* Problem requirements: Reproduce all records exactly.

* Excerpts of location labeling data:

- - - - - - -

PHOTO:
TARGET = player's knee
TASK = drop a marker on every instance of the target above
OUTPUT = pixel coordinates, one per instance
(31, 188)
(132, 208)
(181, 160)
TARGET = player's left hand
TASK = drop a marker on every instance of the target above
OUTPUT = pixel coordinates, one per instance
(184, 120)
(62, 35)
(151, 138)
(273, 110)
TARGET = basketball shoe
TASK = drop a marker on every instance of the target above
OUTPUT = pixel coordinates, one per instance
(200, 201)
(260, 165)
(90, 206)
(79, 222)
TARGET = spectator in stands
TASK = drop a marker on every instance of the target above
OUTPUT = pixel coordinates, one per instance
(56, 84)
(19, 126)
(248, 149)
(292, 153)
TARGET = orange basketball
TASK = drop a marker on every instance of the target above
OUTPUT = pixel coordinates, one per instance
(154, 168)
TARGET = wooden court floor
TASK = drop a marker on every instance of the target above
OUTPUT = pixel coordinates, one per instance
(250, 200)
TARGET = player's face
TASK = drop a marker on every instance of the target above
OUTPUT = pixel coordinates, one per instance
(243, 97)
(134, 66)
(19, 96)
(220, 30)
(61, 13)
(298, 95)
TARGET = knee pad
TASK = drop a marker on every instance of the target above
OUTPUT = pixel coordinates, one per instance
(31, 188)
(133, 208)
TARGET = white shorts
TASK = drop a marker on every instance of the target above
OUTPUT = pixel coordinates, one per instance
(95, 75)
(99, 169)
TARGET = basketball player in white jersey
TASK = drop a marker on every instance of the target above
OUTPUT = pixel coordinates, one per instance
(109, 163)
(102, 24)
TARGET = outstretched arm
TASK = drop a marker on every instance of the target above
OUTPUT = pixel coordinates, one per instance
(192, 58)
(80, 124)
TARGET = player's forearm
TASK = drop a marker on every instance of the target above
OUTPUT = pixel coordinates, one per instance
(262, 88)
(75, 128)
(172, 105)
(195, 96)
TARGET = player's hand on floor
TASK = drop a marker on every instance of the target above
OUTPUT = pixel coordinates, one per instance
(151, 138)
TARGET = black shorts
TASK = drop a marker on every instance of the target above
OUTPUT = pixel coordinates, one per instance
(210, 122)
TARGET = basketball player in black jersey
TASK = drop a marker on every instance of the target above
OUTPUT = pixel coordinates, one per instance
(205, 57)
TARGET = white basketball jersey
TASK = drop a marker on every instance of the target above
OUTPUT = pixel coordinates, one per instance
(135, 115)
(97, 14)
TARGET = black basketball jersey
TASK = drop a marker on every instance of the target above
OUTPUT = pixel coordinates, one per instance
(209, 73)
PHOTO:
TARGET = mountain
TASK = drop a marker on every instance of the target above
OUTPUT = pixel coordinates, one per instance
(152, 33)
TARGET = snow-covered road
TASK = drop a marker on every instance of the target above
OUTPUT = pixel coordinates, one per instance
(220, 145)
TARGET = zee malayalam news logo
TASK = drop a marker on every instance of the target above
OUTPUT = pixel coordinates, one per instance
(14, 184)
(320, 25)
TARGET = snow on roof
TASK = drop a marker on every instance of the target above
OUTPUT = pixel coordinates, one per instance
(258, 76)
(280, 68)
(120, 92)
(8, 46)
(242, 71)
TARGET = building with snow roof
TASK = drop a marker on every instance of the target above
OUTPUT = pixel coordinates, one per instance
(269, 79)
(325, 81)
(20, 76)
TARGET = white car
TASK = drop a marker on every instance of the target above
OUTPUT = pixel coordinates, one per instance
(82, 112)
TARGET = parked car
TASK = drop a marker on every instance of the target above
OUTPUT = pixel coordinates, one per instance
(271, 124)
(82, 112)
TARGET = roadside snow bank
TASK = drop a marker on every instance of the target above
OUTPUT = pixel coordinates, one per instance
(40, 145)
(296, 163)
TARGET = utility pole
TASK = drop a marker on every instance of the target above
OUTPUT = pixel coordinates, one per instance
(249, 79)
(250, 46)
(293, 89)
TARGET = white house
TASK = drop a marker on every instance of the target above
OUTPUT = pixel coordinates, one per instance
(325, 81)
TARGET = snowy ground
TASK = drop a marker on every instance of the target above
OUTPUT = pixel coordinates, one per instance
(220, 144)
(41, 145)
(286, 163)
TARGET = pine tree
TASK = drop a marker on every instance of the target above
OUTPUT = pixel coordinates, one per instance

- - - - - - -

* Result:
PHOTO:
TARGET = player's knee
TASK = drop a marker on every instance of the target above
OUTPUT = pixel coordinates, one per instance
(31, 188)
(132, 208)
(181, 160)
TARGET = player's left hand
TASK = drop a marker on every instance of the target above
OUTPUT = pixel coordinates, one per instance
(184, 120)
(62, 35)
(151, 138)
(273, 110)
TARGET = basketball shoe
TASK = drop a marker on every instance of the target above
OUTPUT = pixel coordinates, one per instance
(200, 201)
(260, 165)
(90, 206)
(79, 222)
TARGET = spectator in stands
TASK = drop a marker on every instance of the target above
OUTPUT = pixel coordinates, one per instance
(56, 84)
(19, 126)
(248, 149)
(292, 153)
TARGET = orange basketball
TASK = drop a marker on every instance of the target above
OUTPUT = pixel coordinates, one per instance
(154, 168)
TARGET = wooden court floor
TASK = drop a marker on every instance of the target above
OUTPUT = pixel coordinates, one per instance
(250, 200)
TARGET = player's face
TASK = drop a marker on every instance of the target above
OUTPUT = pixel coordinates, one per instance
(243, 97)
(134, 66)
(19, 96)
(220, 30)
(61, 13)
(298, 95)
TARGET = knee pad
TASK = drop a marker on every instance of the target above
OUTPUT = pixel coordinates, one per instance
(31, 188)
(133, 208)
TARGET = white shorts
TASK = drop a marker on every instance of the target above
OUTPUT = pixel coordinates, one per instance
(95, 75)
(99, 169)
TARGET = basketball player in white jersey
TASK = drop a marker on every instance of the target above
OUTPUT = pixel coordinates, one per instance
(109, 163)
(102, 24)
TARGET = outstretched arm
TASK = drop a marker on every instance of the target above
OUTPUT = pixel coordinates, one per instance
(192, 58)
(80, 124)
TARGET = player's forearm
TASK = drop a marker on every instance of the target above
OUTPUT = pixel coordinates, one per instance
(262, 88)
(75, 128)
(172, 105)
(195, 96)
TARGET = player's hand on floor
TASK = drop a marker on every instance of the target above
OUTPUT = pixel coordinates, one per instance
(151, 138)
TARGET = black shorts
TASK = drop a marker on every instance of the target above
OUTPUT = pixel coordinates, one per instance
(210, 122)
TARGET = basketball player in black jersey
TASK = drop a marker on every instance of the target above
OUTPUT = pixel coordinates, one per instance
(205, 57)
TARGET = white basketball jersey
TASK = drop a marker on every instance of the target above
OUTPUT = pixel coordinates, one per instance
(135, 115)
(97, 14)
TARGET = black basketball jersey
TASK = drop a marker on every instance of the target above
OUTPUT = pixel coordinates, one per instance
(209, 73)
PHOTO:
TARGET = mountain
TASK = drop a marker on every instance of the target above
OUTPUT = pixel coordinates, one per instance
(152, 33)
TARGET = snow-covered road
TASK = drop a marker on every instance of the target above
OUTPUT = pixel coordinates, one per instance
(220, 145)
TARGET = zee malayalam news logo
TASK = drop a marker on every instance of the target above
OUTPUT = pixel coordinates, one per instance
(14, 184)
(320, 25)
TARGET = snow on roof
TASK = drop a marker on every instance of the target above
OUTPUT = pixel coordinates, one per instance
(258, 76)
(280, 68)
(120, 92)
(8, 46)
(242, 71)
TARGET = building with snow roof
TASK = drop a marker on every instance of the target above
OUTPUT = pixel coordinates, one per instance
(269, 79)
(325, 81)
(20, 76)
TARGET = white car
TASK = drop a marker on every instance of the target above
OUTPUT = pixel coordinates, one per instance
(82, 112)
TARGET = parked car
TASK = drop a marker on every instance of the target above
OUTPUT = pixel coordinates, one per instance
(271, 124)
(82, 112)
TARGET = roadside snow bank
TASK = drop a marker on every instance of the target above
OUTPUT = pixel coordinates, one per instance
(40, 145)
(296, 163)
TARGET = utility pole
TASK = drop a marker on every instance of the target above
OUTPUT = pixel coordinates, one per instance
(249, 79)
(250, 46)
(293, 89)
TARGET = white house
TASK = drop a marker on every instance of the target above
OUTPUT = pixel coordinates, one per instance
(325, 81)
TARGET = snowy ground
TASK = drop a marker on every instance of the target above
OUTPUT = pixel coordinates, one per instance
(220, 144)
(41, 145)
(286, 163)
TARGET = pine tree
TASK = drop a marker on every instance of the target above
OUTPUT = pixel coordinates, one per instance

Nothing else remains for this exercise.